Entries supplied >>

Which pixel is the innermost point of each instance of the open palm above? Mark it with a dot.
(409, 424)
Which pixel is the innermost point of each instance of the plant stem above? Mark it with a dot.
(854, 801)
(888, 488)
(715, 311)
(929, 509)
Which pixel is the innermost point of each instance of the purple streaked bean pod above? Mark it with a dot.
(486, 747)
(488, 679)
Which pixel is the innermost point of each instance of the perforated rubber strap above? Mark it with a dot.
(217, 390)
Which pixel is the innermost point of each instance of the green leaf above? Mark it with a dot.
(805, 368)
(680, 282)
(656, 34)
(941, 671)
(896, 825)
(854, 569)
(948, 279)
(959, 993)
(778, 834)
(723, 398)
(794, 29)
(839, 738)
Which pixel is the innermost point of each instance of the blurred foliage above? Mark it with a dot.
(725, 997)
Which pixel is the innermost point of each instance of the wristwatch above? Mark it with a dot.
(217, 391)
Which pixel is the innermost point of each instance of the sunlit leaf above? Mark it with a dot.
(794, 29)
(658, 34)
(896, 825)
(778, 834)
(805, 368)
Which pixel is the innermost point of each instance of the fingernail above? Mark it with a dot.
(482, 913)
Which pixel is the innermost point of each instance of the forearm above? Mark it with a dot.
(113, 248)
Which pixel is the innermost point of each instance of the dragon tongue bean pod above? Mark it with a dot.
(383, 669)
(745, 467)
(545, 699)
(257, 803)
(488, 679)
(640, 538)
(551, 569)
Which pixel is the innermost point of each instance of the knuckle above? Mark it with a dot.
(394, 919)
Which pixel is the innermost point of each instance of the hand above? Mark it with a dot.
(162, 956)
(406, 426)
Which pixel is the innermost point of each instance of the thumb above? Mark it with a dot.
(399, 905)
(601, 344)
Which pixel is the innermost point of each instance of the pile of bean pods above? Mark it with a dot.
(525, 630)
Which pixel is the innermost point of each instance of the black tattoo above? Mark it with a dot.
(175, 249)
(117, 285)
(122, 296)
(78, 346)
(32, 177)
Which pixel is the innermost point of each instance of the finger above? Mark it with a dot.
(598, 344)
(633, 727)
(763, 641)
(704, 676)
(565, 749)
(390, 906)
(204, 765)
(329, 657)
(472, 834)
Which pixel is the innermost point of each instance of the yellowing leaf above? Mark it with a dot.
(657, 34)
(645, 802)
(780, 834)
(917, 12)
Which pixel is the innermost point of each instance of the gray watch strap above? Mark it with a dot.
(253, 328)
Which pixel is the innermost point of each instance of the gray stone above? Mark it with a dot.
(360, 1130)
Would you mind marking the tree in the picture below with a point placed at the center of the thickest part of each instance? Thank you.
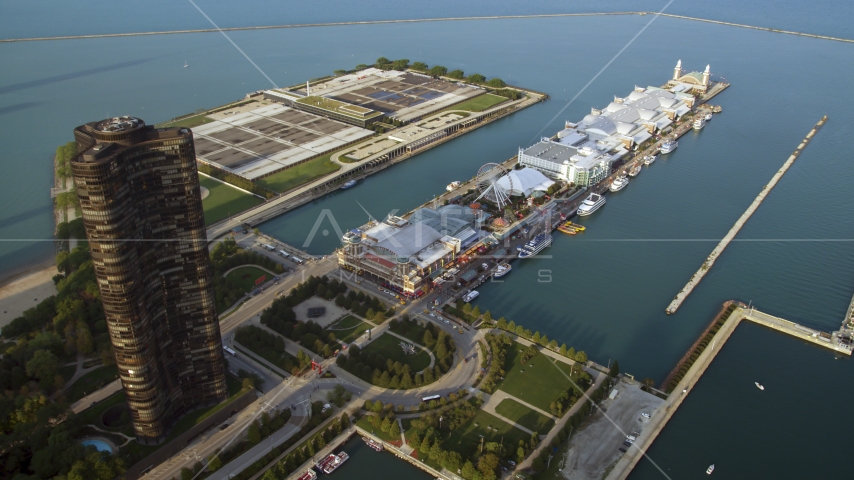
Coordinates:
(253, 434)
(44, 365)
(468, 470)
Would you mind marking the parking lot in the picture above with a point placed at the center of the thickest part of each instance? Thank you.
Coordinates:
(596, 446)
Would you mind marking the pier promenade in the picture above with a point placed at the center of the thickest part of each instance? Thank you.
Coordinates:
(710, 260)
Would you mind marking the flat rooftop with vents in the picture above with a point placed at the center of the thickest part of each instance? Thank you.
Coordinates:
(265, 140)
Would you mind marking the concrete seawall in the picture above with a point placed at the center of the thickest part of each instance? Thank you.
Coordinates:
(710, 260)
(663, 414)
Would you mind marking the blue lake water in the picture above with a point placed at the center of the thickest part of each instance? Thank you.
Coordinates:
(609, 286)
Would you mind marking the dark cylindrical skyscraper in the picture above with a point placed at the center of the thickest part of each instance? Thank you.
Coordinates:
(139, 194)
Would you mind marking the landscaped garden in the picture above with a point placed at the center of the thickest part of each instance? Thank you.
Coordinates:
(223, 200)
(524, 416)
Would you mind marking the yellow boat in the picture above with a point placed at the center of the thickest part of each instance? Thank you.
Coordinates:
(571, 228)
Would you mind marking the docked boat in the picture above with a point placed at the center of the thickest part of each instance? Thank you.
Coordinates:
(536, 245)
(308, 475)
(591, 204)
(668, 146)
(332, 462)
(503, 269)
(470, 296)
(373, 444)
(618, 184)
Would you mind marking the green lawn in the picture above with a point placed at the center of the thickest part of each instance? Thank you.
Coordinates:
(389, 347)
(537, 381)
(189, 122)
(224, 200)
(350, 328)
(299, 174)
(91, 381)
(246, 276)
(366, 424)
(480, 103)
(522, 415)
(466, 438)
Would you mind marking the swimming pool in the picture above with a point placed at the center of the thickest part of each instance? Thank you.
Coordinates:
(101, 445)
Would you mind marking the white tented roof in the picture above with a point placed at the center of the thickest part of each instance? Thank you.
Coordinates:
(524, 182)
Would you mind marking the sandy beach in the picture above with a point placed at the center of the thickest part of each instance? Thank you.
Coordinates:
(25, 291)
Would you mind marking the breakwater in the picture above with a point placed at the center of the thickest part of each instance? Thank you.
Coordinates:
(424, 20)
(710, 260)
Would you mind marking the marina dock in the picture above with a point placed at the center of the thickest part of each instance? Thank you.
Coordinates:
(710, 260)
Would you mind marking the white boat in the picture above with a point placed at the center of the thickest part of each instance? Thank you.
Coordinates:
(590, 204)
(618, 184)
(470, 296)
(668, 146)
(535, 246)
(503, 269)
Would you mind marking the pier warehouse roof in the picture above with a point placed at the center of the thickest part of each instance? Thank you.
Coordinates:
(403, 252)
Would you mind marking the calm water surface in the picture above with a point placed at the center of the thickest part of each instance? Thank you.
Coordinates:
(610, 285)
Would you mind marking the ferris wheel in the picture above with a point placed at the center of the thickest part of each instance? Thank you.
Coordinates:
(490, 189)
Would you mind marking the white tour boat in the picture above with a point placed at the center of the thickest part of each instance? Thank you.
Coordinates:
(618, 184)
(503, 269)
(668, 146)
(591, 204)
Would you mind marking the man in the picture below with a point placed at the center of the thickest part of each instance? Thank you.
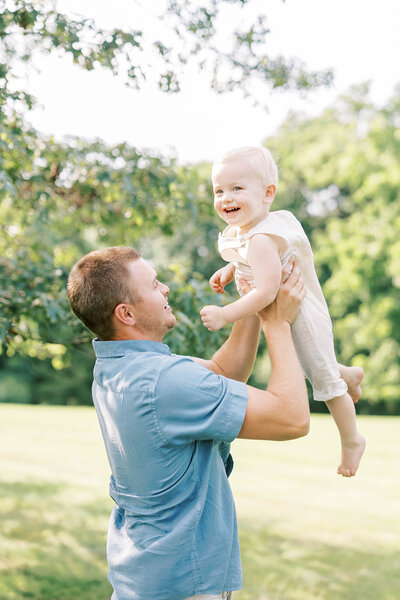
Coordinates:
(167, 421)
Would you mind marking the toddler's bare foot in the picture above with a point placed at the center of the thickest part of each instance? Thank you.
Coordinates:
(353, 376)
(351, 457)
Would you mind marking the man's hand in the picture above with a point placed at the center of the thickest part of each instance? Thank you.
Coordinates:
(288, 299)
(221, 278)
(213, 317)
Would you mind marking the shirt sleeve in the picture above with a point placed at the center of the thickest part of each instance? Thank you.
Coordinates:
(193, 403)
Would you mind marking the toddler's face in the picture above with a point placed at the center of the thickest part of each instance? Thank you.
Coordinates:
(240, 196)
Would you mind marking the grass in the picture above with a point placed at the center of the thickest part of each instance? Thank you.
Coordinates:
(306, 534)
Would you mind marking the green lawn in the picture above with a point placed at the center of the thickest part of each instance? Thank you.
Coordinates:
(306, 534)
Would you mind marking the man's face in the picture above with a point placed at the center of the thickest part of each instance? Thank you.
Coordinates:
(153, 315)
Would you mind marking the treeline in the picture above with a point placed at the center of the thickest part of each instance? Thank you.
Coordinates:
(339, 173)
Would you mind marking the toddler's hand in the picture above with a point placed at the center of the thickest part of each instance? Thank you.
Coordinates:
(213, 317)
(221, 278)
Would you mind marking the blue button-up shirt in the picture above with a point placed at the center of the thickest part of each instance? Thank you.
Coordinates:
(166, 422)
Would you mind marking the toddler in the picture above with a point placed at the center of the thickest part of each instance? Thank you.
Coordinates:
(258, 244)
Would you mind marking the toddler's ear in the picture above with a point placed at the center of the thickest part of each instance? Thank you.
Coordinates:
(270, 193)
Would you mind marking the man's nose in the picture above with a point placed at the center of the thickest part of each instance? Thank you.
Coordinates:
(226, 199)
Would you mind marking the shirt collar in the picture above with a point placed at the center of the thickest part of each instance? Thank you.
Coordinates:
(119, 348)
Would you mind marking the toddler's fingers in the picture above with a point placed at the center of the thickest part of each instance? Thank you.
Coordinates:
(287, 269)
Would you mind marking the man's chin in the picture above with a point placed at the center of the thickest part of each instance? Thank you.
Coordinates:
(172, 322)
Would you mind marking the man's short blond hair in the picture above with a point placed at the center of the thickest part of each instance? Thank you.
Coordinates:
(261, 158)
(97, 283)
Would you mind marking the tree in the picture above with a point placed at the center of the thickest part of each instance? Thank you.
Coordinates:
(339, 172)
(59, 200)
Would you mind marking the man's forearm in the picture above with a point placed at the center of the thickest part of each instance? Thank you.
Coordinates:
(287, 379)
(236, 356)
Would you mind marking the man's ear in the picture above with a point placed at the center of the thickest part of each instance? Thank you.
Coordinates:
(124, 314)
(270, 193)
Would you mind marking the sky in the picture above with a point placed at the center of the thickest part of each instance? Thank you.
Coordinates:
(358, 39)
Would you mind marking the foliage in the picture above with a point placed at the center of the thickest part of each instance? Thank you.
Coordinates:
(190, 35)
(339, 175)
(341, 171)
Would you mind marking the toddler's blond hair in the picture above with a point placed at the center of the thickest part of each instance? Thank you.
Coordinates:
(262, 158)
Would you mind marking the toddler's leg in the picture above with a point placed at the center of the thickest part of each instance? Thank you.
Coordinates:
(353, 443)
(353, 376)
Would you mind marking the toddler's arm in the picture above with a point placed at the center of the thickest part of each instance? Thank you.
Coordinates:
(266, 266)
(221, 278)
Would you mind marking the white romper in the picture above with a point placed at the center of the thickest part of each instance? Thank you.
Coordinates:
(312, 329)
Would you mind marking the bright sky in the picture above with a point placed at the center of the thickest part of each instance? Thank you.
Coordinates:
(359, 39)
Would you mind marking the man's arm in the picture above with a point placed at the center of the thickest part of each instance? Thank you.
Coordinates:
(282, 411)
(235, 359)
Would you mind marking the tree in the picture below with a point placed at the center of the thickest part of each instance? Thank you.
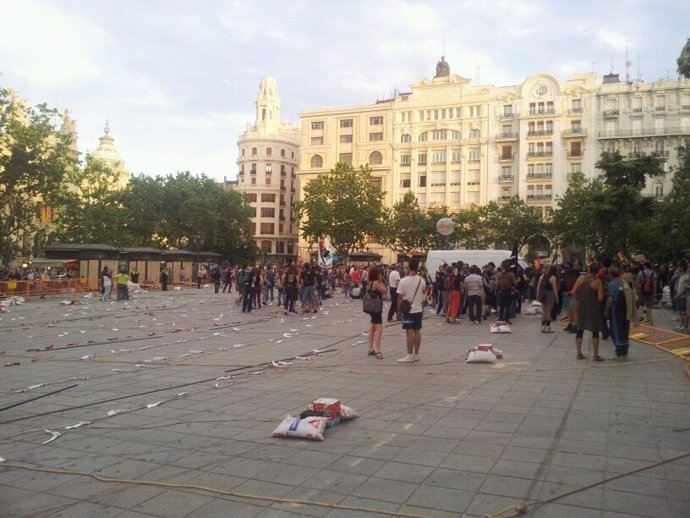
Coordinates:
(90, 209)
(343, 205)
(626, 207)
(514, 221)
(402, 227)
(34, 159)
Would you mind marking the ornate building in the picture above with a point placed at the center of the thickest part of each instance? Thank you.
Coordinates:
(108, 154)
(458, 144)
(268, 163)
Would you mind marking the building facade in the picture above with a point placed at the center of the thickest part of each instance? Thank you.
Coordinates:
(641, 119)
(462, 145)
(268, 163)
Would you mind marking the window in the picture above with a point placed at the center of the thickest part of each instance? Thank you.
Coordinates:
(316, 161)
(375, 158)
(438, 157)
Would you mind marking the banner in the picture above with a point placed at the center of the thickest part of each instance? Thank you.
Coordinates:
(324, 254)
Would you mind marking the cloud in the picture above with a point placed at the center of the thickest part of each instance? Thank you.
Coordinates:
(47, 47)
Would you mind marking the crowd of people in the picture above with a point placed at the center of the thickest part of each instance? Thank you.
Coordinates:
(603, 298)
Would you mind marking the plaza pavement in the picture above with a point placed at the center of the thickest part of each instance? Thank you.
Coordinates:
(171, 399)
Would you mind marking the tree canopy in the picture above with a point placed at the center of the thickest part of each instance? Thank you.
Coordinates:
(342, 205)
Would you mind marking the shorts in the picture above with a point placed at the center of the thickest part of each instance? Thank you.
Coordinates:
(412, 321)
(646, 299)
(308, 294)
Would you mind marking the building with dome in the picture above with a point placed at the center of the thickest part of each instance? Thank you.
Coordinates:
(268, 162)
(109, 155)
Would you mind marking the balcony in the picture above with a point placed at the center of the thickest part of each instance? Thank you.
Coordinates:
(675, 130)
(539, 197)
(543, 111)
(540, 154)
(575, 133)
(608, 114)
(539, 176)
(540, 133)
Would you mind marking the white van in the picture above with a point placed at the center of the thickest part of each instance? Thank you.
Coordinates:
(477, 257)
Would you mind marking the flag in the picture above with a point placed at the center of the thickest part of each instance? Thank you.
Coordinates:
(513, 258)
(324, 253)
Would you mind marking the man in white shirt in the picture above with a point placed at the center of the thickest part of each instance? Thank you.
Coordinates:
(393, 280)
(412, 288)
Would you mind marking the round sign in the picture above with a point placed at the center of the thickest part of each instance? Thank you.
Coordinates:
(445, 226)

What you have to do >>
Using the data above, count every line that contains the word "white", then give the count and nothing more.

Finished task >>
6